Oh well. They don't get much love anyway. The play on the court will tell the story. I think Minnesota is still a year out from the playoffs. The West is too stacked. Minnesota really doesn't have a quality player at every position, unlike every other playoff team in the West.


----------



## Avalanche (Nov 17, 2005)

utah doesnt have a genuine number one option to rely on game in game out...
they are solid, but thats how memphis' team was built and teams without strong star (s) leading the way will always be decent, but never quite push over the top.. where as with KG, the wolves always have a shot at the playoffs, its a matter of his supporting cast stepping up.


----------



## JuX (Oct 11, 2005)

Like Portland, Utah's got a lot of young players. It'll take them a while to adjust to the newer level as a team. Like Avalanche said, Boozer isn't exactly the leader so it might be a little bit harder on the team. 

Again, they got another reason to prove first as why they should nab the division.


----------



## unluckyseventeen (Feb 5, 2006)

They're not THAT young. Fisher is 32, Harpring is 30. Most of the guys on the team are in their mid-20's and have a few years under their belt.

Though, it could be said in the same light for any other team other than Denver... why do they deserve to win the division? At this point I would say because Utah has more depth and overall talent spreaded over every position, as well as a great coach.

I really can't see Minnesota taking off that quickly. They have talent that complements one another well, but I still would like to see their team defense (always takes players a while to get used to new rotations or schemes), new wrinkles of offense, as well as just learning how to play with one another.

These days in the West you have to practically build momentum to get into the playoffs. The Jazz have had a solid core for 2-3 years now, so I would expect them to play more like a team than just a group of talent this year.


----------



## abwowang (Mar 7, 2006)

talent wise i like denver.. 

camby, kmart, miller, boykins, jr smith, melo, najera... thats a good lineup... they still have nene right?


----------



## JuX (Oct 11, 2005)

abwowang said:


> talent wise i like denver..
> 
> camby, kmart, miller, boykins, jr smith, melo, najera... thats a good lineup... they still have nene right?


They had Nene signed to another many years, and he's injury-free now. Nuggets looked real good last night against the Lakers. Maybe is it because the Lakers were without Kobe? Ah, it didn't matter anyway.


----------



## croco (Feb 14, 2005)

Well, I wouldn't be shocked if the Wolves win the division and get that fourth seed. But I wouldn't be shocked if you didn't make the playoffs either, it depends on James and Foye, I guess and maybe even Eddie Griffin can contribute.


----------



## Avalanche (Nov 17, 2005)

if eddie griffin plays consistantly its gonna be huge for us this season.
depth up front is going to hurt us but if eddie can put in 20-25 minutes or so a night of solid rebounding and blocks he'll help out a lot.
james needs to play well, foye needs to play well enough to crack the starting line up and we'll be in the hunt for the division crown


----------

» Requirement 1
Write out the stretch of the basketball thread from "I really can't" through "talent this year.", switching "momentum" to "chemistry".
» Requirement 2
In the basketball thread, how many minutes a night does Avalanche hope Eddie Griffin can put in?
The data after the basketball thread has no role in any of this.

» Information shown
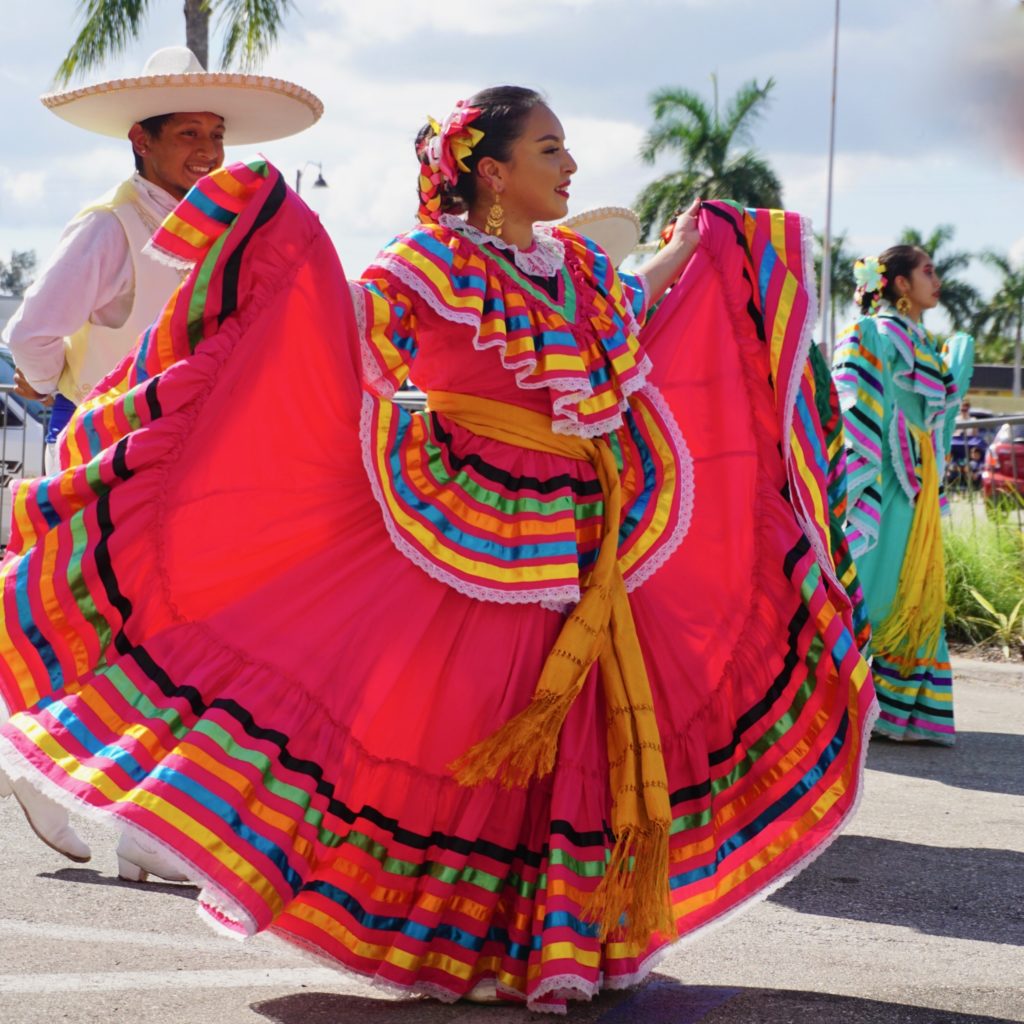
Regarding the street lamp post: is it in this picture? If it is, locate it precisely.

» Exercise output 1
I really can't see Minnesota taking off that quickly. They have talent that complements one another well, but I still would like to see their team defense (always takes players a while to get used to new rotations or schemes), new wrinkles of offense, as well as just learning how to play with one another.

These days in the West you have to practically build chemistry to get into the playoffs. The Jazz have had a solid core for 2-3 years now, so I would expect them to play more like a team than just a group of talent this year.

» Exercise output 2
About 20-25 minutes a night.